| REQUIRED ACTIONS |
1/ Rewrite part of the surrealism exhibition text with "bandages" changed to "gauze". Begin at the words "In three-dimensional form, work" and stop after "in white bandages.".
2/ According to the surrealism exhibition text, why is there no such thing as a surrealist style?
3/ Which individual artworks does the surrealism exhibition text name, and who made each one?

| SUPPLIED TEXT |
Ades goes on to state that part of The Colour of My Dreams is intended to reveal “that there’s no such thing as a surrealist style”. Unlike, say, impressionism or cubism, whose unifying formal qualities are easily identifiable, Surrealism embraced a range of visual expression and technique. In painting, that includes the highly detailed “veristic” surrealism of Salvador Dalí, René Magritte, and Yves Tanguy, in which realistic representational devices are used to depict unreal, fantastical, or dreamlike scenes, and the biomorphic abstractions of Joan Miró and Jean Arp. Both approaches are well represented here. An example of the former is Magritte’s L’Anniversaire, in which an enormous granite boulder entirely fills a small room. Of the latter, look for Miró’s Personnage, with its enigmatic white drop on a washy blue ground.
In three-dimensional form, work in the show ranges from bronze sculpture, such as Pablo Picasso’s Baboon and Young, in which the adult primate’s head is also a car, to “surrealist objects”. These are assemblages in which familiar forms and materials are juxtaposed in unfamiliar and unsettling ways, such as Maurice Henry’s Silence, Hospital!, a telephone bound up in white bandages.

| RECORD SET |
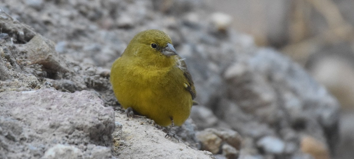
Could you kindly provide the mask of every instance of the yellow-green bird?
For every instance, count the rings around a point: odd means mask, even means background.
[[[113,63],[110,81],[123,108],[162,126],[182,124],[196,103],[195,89],[183,59],[170,37],[159,30],[134,37]]]

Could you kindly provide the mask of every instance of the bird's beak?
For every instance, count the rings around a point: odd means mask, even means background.
[[[170,43],[167,43],[166,47],[162,49],[161,51],[162,54],[167,56],[172,56],[177,54],[177,52],[173,46]]]

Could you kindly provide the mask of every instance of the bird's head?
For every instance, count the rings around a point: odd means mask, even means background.
[[[124,52],[128,56],[137,57],[144,61],[158,63],[172,61],[177,55],[171,38],[164,31],[151,29],[138,33]]]

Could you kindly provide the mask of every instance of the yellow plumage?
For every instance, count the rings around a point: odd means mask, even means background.
[[[149,30],[137,34],[114,61],[110,81],[125,109],[166,126],[180,125],[189,116],[196,95],[185,63],[164,32]]]

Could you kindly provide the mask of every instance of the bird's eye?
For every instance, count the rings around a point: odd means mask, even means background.
[[[156,48],[157,47],[157,45],[155,43],[153,43],[151,44],[151,47],[153,48]]]

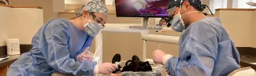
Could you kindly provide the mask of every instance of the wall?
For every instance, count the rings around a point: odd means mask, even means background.
[[[9,0],[10,5],[41,6],[43,9],[43,22],[54,18],[53,0]]]
[[[0,6],[0,46],[6,38],[19,38],[20,44],[31,44],[32,38],[43,24],[43,9]]]
[[[251,35],[252,35],[252,45],[253,45],[253,47],[256,48],[256,10],[254,10],[253,12],[253,20],[252,20],[252,27],[251,27],[251,30],[252,30],[252,32],[251,32]]]
[[[0,6],[0,46],[6,45],[6,41],[7,38],[7,26],[9,25],[9,22],[6,20],[9,20],[9,7]]]
[[[8,26],[8,38],[19,38],[20,44],[31,44],[35,32],[43,25],[43,9],[12,8],[13,17]]]
[[[243,15],[241,15],[243,13]],[[218,16],[237,47],[252,47],[253,11],[220,10]]]
[[[9,0],[10,5],[15,6],[40,6],[43,9],[43,22],[46,23],[58,17],[58,12],[64,11],[64,0]]]

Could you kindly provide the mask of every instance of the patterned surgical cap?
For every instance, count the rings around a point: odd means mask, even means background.
[[[82,7],[82,10],[80,13],[76,13],[76,16],[79,16],[83,15],[83,11],[102,13],[107,15],[108,9],[100,0],[92,0],[89,3],[85,4]]]

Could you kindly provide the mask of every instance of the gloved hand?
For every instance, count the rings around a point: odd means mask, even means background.
[[[87,52],[89,51],[89,47],[85,49],[85,50],[80,55],[78,55],[76,56],[76,60],[78,60],[79,62],[82,62],[83,60],[87,60],[89,62],[91,62],[93,56],[91,53]]]
[[[163,63],[163,57],[165,55],[166,55],[166,53],[161,50],[159,50],[159,49],[154,50],[152,54],[154,63],[164,64]]]
[[[98,65],[96,65],[95,68],[95,74],[111,74],[113,71],[115,71],[118,69],[118,67],[111,63],[103,63]]]

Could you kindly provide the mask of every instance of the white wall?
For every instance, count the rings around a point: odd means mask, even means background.
[[[20,44],[31,44],[35,33],[43,25],[43,9],[0,6],[0,45],[6,38],[19,38]]]
[[[31,44],[32,38],[43,25],[43,9],[12,8],[13,22],[8,26],[8,38],[20,38],[20,44]]]
[[[7,26],[9,25],[9,22],[6,20],[9,20],[9,7],[0,6],[0,46],[6,45],[6,40],[7,38]]]
[[[252,35],[252,45],[253,47],[256,48],[256,10],[253,12],[253,20],[252,20],[252,27],[251,27],[251,35]]]
[[[220,10],[217,16],[221,18],[236,46],[253,47],[253,11]]]

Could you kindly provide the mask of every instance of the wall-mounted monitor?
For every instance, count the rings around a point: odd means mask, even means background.
[[[115,0],[119,17],[168,17],[169,0]]]

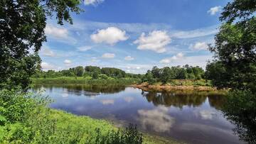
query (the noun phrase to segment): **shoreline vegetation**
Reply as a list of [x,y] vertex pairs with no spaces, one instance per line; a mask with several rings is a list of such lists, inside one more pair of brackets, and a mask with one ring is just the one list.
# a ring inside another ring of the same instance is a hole
[[68,83],[102,85],[129,85],[138,83],[139,79],[120,78],[110,79],[87,79],[83,77],[61,77],[49,78],[31,78],[33,83]]
[[[70,113],[62,110],[57,110],[50,109],[50,118],[55,120],[58,123],[58,126],[65,126],[65,127],[76,128],[75,127],[79,126],[80,128],[86,129],[88,132],[92,133],[91,135],[95,135],[97,128],[100,128],[101,133],[106,135],[110,131],[117,131],[124,128],[119,128],[114,126],[114,123],[104,119],[93,118],[87,116],[77,116]],[[73,124],[75,123],[75,124]],[[90,123],[90,124],[88,124]],[[64,128],[63,127],[61,128]],[[73,129],[71,128],[71,129]],[[65,131],[65,130],[64,130]],[[140,132],[139,132],[140,133]],[[142,133],[143,143],[146,144],[181,144],[185,143],[181,141],[176,140],[147,134]]]
[[143,91],[157,91],[157,92],[169,92],[174,90],[193,90],[193,91],[218,91],[215,87],[210,86],[201,85],[171,85],[171,84],[149,84],[147,82],[144,82],[139,84],[132,84],[133,87],[141,89]]

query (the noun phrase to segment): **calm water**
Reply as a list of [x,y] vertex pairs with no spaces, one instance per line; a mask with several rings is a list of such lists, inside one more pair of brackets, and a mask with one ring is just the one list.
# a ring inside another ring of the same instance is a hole
[[210,92],[148,92],[130,87],[37,85],[55,100],[50,106],[189,143],[242,143],[220,107],[225,96]]

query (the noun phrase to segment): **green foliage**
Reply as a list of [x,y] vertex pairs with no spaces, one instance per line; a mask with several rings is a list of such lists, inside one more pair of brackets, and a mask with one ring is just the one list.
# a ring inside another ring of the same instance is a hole
[[210,50],[216,60],[206,76],[219,88],[231,88],[223,111],[242,140],[256,143],[256,1],[235,0],[224,7],[224,23]]
[[[149,74],[149,72],[151,74]],[[192,67],[186,65],[183,67],[177,66],[163,68],[154,66],[151,71],[148,71],[143,77],[142,82],[148,82],[151,84],[161,82],[163,84],[166,84],[171,79],[201,79],[205,77],[204,73],[203,70],[198,66]]]
[[[218,87],[220,85],[220,87],[241,90],[255,89],[256,84],[256,18],[255,17],[256,5],[255,4],[254,0],[235,0],[228,3],[223,9],[220,19],[225,23],[223,23],[219,33],[215,35],[214,46],[210,48],[210,50],[215,54],[218,67],[221,65],[224,67],[220,72],[225,73],[225,79],[223,79],[225,82],[221,84],[217,84]],[[209,67],[213,67],[213,65]],[[214,68],[209,70],[214,70]],[[213,82],[218,81],[220,75],[217,76],[211,77]]]
[[139,144],[142,143],[142,134],[140,133],[136,126],[132,124],[124,130],[114,130],[110,131],[106,136],[102,136],[100,129],[96,129],[97,135],[96,136],[95,143],[102,144]]
[[[107,77],[106,77],[107,76]],[[95,66],[82,66],[70,68],[58,72],[48,70],[47,72],[38,71],[32,76],[34,78],[57,78],[61,77],[91,77],[93,79],[111,79],[120,78],[142,78],[142,74],[127,74],[124,71],[112,67],[102,67]]]
[[256,95],[250,91],[235,90],[229,93],[222,111],[236,126],[234,131],[242,140],[256,143]]
[[154,82],[156,82],[156,80],[153,77],[151,72],[150,70],[148,70],[146,73],[142,77],[142,82],[147,82],[149,84],[154,84]]
[[142,143],[136,127],[117,131],[105,121],[51,110],[48,101],[21,91],[0,91],[0,143]]
[[80,0],[1,1],[0,88],[28,86],[29,77],[40,69],[37,53],[46,40],[46,17],[54,13],[58,23],[72,23],[70,13],[81,11],[80,4]]
[[206,78],[212,79],[212,84],[218,88],[228,87],[229,73],[220,62],[212,62],[206,65]]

| COMPLETED EXERCISE |
1/
In three-dimensional form, work in the show ranges from bronze sculpture, such as Pablo Picasso’s Baboon and Young, in which the adult primate’s head is also a car, to “surrealist objects”. These are assemblages in which familiar forms and materials are juxtaposed in unfamiliar and unsettling ways, such as Maurice Henry’s Silence, Hospital!, a telephone bound up in white gauze.

2/ Unlike impressionism or cubism, whose unifying formal qualities are easily identifiable, Surrealism embraced a range of visual expression and technique.

3/
- L’Anniversaire, by Magritte
- Personnage, by Miró
- Baboon and Young, by Pablo Picasso
- Silence, Hospital!, by Maurice Henry